■ **What to produce**
Locate each line in the entries below that contains the string "snowy" and copy it. Case counts when matching.
──────────────────────────────
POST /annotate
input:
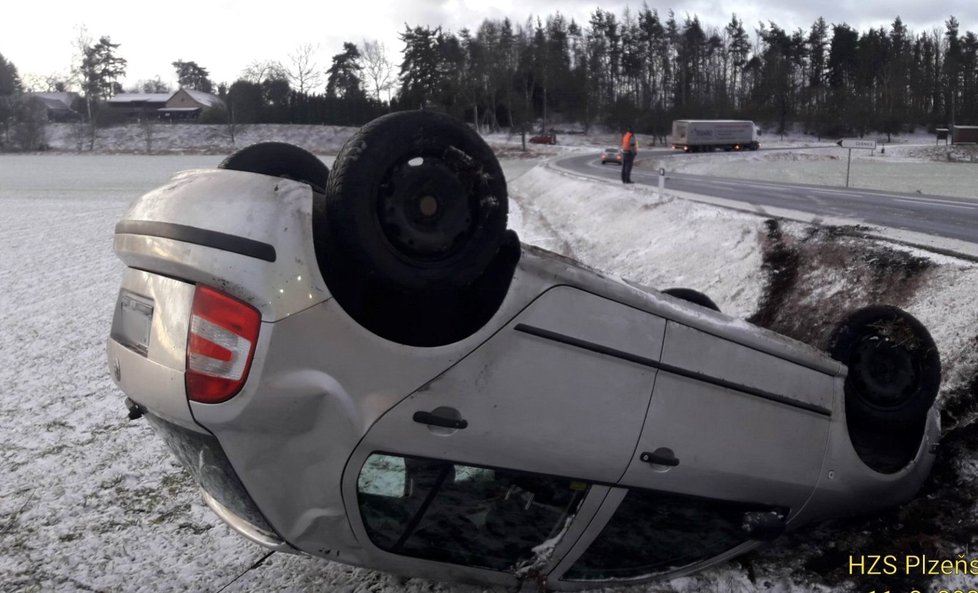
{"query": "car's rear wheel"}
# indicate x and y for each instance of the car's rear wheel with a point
(279, 159)
(411, 234)
(894, 366)
(693, 296)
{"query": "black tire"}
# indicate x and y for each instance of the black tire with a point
(894, 367)
(279, 159)
(693, 296)
(416, 295)
(417, 200)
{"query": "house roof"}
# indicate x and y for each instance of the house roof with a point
(141, 98)
(206, 99)
(55, 101)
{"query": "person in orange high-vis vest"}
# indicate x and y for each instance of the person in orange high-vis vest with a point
(629, 148)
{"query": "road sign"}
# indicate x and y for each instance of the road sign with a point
(853, 143)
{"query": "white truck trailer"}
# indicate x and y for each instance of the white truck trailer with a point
(700, 135)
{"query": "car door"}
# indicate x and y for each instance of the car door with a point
(732, 446)
(557, 391)
(732, 420)
(495, 457)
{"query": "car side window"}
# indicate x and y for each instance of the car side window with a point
(654, 532)
(474, 516)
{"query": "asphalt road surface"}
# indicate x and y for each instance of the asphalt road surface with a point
(954, 218)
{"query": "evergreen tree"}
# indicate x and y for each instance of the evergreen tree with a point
(193, 77)
(345, 74)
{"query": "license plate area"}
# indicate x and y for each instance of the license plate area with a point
(133, 321)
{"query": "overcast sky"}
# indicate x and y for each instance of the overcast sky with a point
(225, 36)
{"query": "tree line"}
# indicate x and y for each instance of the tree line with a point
(646, 69)
(640, 68)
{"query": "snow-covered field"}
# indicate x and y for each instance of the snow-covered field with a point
(90, 501)
(911, 168)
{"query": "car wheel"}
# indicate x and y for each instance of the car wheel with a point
(411, 234)
(693, 296)
(418, 200)
(279, 159)
(894, 366)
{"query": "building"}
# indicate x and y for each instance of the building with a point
(182, 105)
(59, 106)
(964, 134)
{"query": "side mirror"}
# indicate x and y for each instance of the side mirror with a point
(763, 526)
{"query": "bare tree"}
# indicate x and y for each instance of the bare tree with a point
(303, 72)
(261, 70)
(377, 68)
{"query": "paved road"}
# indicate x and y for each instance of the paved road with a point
(954, 218)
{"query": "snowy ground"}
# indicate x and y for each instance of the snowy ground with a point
(912, 168)
(90, 501)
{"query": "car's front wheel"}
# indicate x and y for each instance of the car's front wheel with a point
(894, 366)
(411, 234)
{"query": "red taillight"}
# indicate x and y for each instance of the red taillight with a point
(223, 333)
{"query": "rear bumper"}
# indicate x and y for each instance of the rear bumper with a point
(201, 453)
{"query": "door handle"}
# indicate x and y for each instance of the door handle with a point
(432, 419)
(660, 457)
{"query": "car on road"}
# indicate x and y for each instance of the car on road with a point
(366, 366)
(611, 155)
(550, 138)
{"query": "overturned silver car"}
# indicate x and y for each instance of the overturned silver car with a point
(364, 365)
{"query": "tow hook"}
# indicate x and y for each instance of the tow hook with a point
──────────────────────────────
■ **Full response**
{"query": "snowy ground"}
# indicate x and y for each instance of the snowy ground with a point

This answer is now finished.